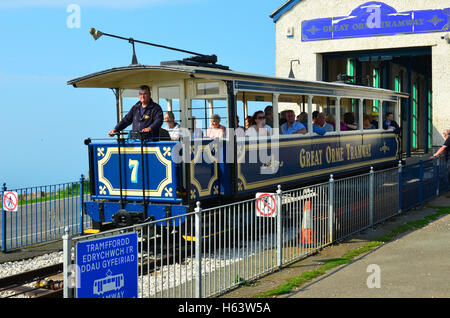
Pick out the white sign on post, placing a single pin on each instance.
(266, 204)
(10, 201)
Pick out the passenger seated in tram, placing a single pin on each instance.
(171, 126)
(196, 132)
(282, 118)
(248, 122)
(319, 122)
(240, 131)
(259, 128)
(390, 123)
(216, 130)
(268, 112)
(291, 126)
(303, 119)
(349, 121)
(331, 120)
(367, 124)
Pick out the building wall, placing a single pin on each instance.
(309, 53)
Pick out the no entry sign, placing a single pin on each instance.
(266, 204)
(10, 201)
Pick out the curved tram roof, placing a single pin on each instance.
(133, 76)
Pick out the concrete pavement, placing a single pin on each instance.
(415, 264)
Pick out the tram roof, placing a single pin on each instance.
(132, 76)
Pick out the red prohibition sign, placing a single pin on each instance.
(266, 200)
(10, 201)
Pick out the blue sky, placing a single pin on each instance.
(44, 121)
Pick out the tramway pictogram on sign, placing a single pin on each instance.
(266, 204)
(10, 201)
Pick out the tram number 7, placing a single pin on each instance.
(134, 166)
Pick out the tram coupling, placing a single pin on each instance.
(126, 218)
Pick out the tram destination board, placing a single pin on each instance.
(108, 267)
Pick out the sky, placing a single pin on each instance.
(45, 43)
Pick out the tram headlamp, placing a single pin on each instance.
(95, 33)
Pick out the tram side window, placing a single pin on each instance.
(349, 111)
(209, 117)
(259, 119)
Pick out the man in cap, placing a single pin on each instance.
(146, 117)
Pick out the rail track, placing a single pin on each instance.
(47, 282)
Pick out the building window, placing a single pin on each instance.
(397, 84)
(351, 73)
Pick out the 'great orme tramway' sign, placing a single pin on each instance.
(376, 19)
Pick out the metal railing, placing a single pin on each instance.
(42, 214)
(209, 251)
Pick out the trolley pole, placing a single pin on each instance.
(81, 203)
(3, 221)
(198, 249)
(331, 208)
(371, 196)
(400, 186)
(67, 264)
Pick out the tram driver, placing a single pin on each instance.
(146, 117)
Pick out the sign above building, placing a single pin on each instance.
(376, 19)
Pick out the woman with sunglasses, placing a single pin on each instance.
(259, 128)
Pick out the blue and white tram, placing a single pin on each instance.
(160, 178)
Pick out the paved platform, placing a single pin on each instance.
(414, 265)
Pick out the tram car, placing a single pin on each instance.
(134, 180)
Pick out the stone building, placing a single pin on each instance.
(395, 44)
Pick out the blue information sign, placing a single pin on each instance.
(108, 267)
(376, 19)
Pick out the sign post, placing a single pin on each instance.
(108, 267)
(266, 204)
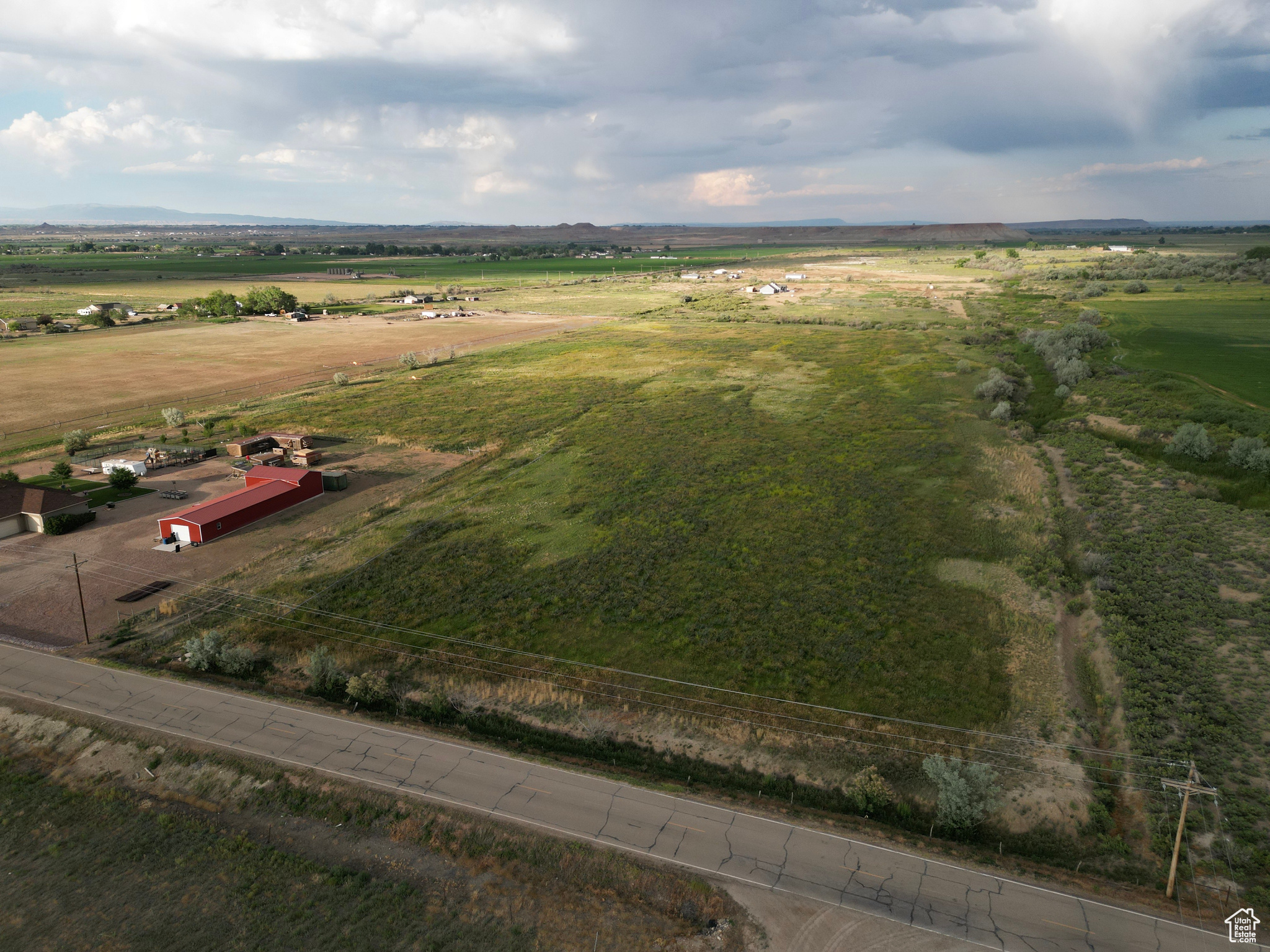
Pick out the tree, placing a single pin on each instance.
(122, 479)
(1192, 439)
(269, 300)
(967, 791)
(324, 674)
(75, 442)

◆ PROBLEM TO WORK ON ◆
The records above must be transcribed exactly. Pictures are left out of the copy.

◆ ANSWER TO THE PROBLEM ◆
Pick out the white sign on post, placing a single pin on each instance.
(266, 204)
(10, 201)
Pick out the passenger seated in tram, placing a single pin on each instance.
(171, 126)
(196, 132)
(282, 118)
(248, 122)
(319, 122)
(240, 131)
(259, 128)
(390, 123)
(216, 130)
(268, 112)
(291, 126)
(303, 119)
(349, 121)
(331, 120)
(367, 124)
Pick out the building wall, placing a single pin on each instance.
(309, 53)
Pick out the no entry sign, placing a single pin on each instance.
(266, 204)
(10, 201)
Pick out the curved tram roof, placing a single pin on each instance.
(133, 76)
Pick out the concrete pavement, placing a single pin on each instance.
(415, 264)
Pick out the tram roof, placing a single pin on each instance.
(132, 76)
Pick out the red prohibition sign, placing a single pin on each instance.
(266, 200)
(10, 201)
Pick out the blue sky, placing a single pin on each instance.
(44, 121)
Pick out the tramway pictogram on sign, placing a single pin on each instance.
(266, 204)
(10, 201)
Pick out the tram number 7, placing a single pin on each instance.
(134, 166)
Pick out the tram coupling, placing a single pin on each instance.
(126, 218)
Pick out the tram destination board, placing a single pin on each instance.
(108, 267)
Pick out the sky, placing a single pin on each instance.
(45, 43)
Pick out the tram headlamp, placing a single pin on each instance.
(95, 33)
Pick out the tram side window, placing a single pin on each instance.
(349, 111)
(209, 117)
(259, 119)
Pick out the man in cap, placing a single pin on each instance.
(146, 117)
Pick out the rail track, placing a single pin on each instance.
(47, 282)
Pick out the building window, placing a single pin on each instance.
(397, 84)
(351, 73)
Pick out the 'great orme tramway' sign, placing a single pin on each instance.
(376, 19)
Pick out the metal railing, placing a single pin on each instance.
(42, 214)
(209, 251)
Pick out the trolley pole, placing a single pin on each instance.
(81, 203)
(3, 221)
(198, 249)
(331, 208)
(371, 196)
(400, 186)
(67, 264)
Pick out the tram driver, placing a single pin on each instance.
(146, 117)
Pick out the sign above building, placing a single pin on each instance.
(376, 19)
Pick out the woman with sunglasses, placing a single pin on each instance.
(259, 128)
Pick out the blue and white tram, placing a single pin on each instance.
(160, 178)
Pick out the paved platform, placing a single pin on each instance.
(414, 265)
Pick out the tram car, placing a single pin on each instance.
(134, 180)
Pick out the stone building, placing a single pin on each instance.
(395, 44)
Pick out the blue information sign, placing a single pin on each instance.
(108, 267)
(376, 19)
Pick out the sign post, placing a single pin on each instance.
(108, 267)
(266, 204)
Pick out the tree, placing a single pin on each instance.
(122, 479)
(1192, 439)
(269, 300)
(967, 791)
(324, 674)
(75, 442)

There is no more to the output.